EXCERPTED TEXT:
☆ ☆ ☆
Do you reckon 15ftx3ftx5ft (lxdxh) will house a pair+, an indoor enclosure that will be...
Also will be let out evryday, around the house etc...
But that would be the max size set-up i could have in the house i reckon...And i dont know if i would be aloud one outside.


----------



## WeThePeople (Jul 8, 2007)

Are you sure you know what you want? Meercats and Bengals in the same thread - they are two very different critters :lolsign:

Meercats might not need as much room as you would think, Appleton Exotics breed them and the cage they are kept in isnt that big tbh, if you look at the rotating picture on their main page, the vivs in the middle of the shop are where they are kept.

Appleton Exotics


----------



## snakelover (Dec 17, 2006)

what do you think a minimum would be as the viv i said would have to be the max...what size vivs are the ones at appleton kept in? approx...?


----------



## Montage_Morphs (Jul 6, 2007)

sparkle said:


> I have a cross bengal kitten he is amazing...


Hes a fliping nutcase!


----------



## Mez (Feb 19, 2007)

i dont think meerkats belong in vivs, dude.
Indoor enclosures with outside space i believe..


----------



## SuperTed (Apr 19, 2007)

LOL dude a viv?


----------



## PendleHog (Dec 21, 2005)

If you want a house pet buy a SINGLE hand tame (NOT hand associated) meercat, preferably as a youngster. I wouldnt advise keeping 2 in the house and I certainly cant condone keeping then in a viv. If you would like a furry "viv" pet look into short tailed opossums or perhaps dwarf mongoose if you can afford the hefty price tag.

Meercats are very dominant animals that will constantly attempt to become "top dog". They also play rough, even after they have accepted you as the "pack leader" and a tame, friendly house meercat is the exception to the rule. Personally I also think they stink, and I keep a skunk! :Na_Na_Na_Na:

I really think you need to consider this more, bengal to meercat to wild cat and back in just a few days? This does not show the sort of commitment any exotic requires! I understand that you are still evaluating your options, but your best bet is to talk to people who have kept the animals, not "heard it on the grapevine".
☆ ☆ ☆
DATASET RECORDS:
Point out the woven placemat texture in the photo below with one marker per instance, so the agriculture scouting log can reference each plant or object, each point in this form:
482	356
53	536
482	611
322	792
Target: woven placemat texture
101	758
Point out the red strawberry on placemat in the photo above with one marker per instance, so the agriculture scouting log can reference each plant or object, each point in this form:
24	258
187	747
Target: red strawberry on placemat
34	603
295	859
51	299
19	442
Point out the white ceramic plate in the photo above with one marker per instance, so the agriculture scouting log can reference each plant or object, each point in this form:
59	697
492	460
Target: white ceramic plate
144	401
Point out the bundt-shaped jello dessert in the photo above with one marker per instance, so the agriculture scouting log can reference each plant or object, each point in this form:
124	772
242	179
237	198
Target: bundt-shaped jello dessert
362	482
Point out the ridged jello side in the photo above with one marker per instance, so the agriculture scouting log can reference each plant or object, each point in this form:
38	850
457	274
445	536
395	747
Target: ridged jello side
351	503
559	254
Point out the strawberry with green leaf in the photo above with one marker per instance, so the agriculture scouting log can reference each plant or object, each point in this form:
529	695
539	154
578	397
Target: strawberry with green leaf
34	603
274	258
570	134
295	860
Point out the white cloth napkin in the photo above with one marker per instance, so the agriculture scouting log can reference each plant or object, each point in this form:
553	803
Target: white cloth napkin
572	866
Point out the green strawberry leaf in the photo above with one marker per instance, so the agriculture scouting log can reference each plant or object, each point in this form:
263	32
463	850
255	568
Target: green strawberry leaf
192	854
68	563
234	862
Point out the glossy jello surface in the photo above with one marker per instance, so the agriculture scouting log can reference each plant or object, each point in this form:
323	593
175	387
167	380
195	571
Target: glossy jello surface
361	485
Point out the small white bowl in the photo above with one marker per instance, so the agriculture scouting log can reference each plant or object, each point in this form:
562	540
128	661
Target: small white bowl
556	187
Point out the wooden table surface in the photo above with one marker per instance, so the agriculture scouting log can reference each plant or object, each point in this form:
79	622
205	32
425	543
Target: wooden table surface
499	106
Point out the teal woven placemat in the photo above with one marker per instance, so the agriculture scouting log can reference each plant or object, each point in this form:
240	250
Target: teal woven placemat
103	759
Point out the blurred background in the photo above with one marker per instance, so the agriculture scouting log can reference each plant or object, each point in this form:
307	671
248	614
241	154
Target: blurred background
☆ ☆ ☆
PROBLEMS TO SOLVE:
1. In the meerkat forum thread, what animal does PendleHog say they keep?
2. Copy the meerkat forum thread between "## SuperTed (Apr" and "hefty price tag.", inclusive, and put "sugar glider" wherever "dwarf mongoose" appears.

ANSWERS FOR THE TASKS:
1. A skunk.

2.
## SuperTed (Apr 19, 2007)

LOL dude a viv?


----------



## PendleHog (Dec 21, 2005)

If you want a house pet buy a SINGLE hand tame (NOT hand associated) meercat, preferably as a youngster. I wouldnt advise keeping 2 in the house and I certainly cant condone keeping then in a viv. If you would like a furry "viv" pet look into short tailed opossums or perhaps sugar glider if you can afford the hefty price tag.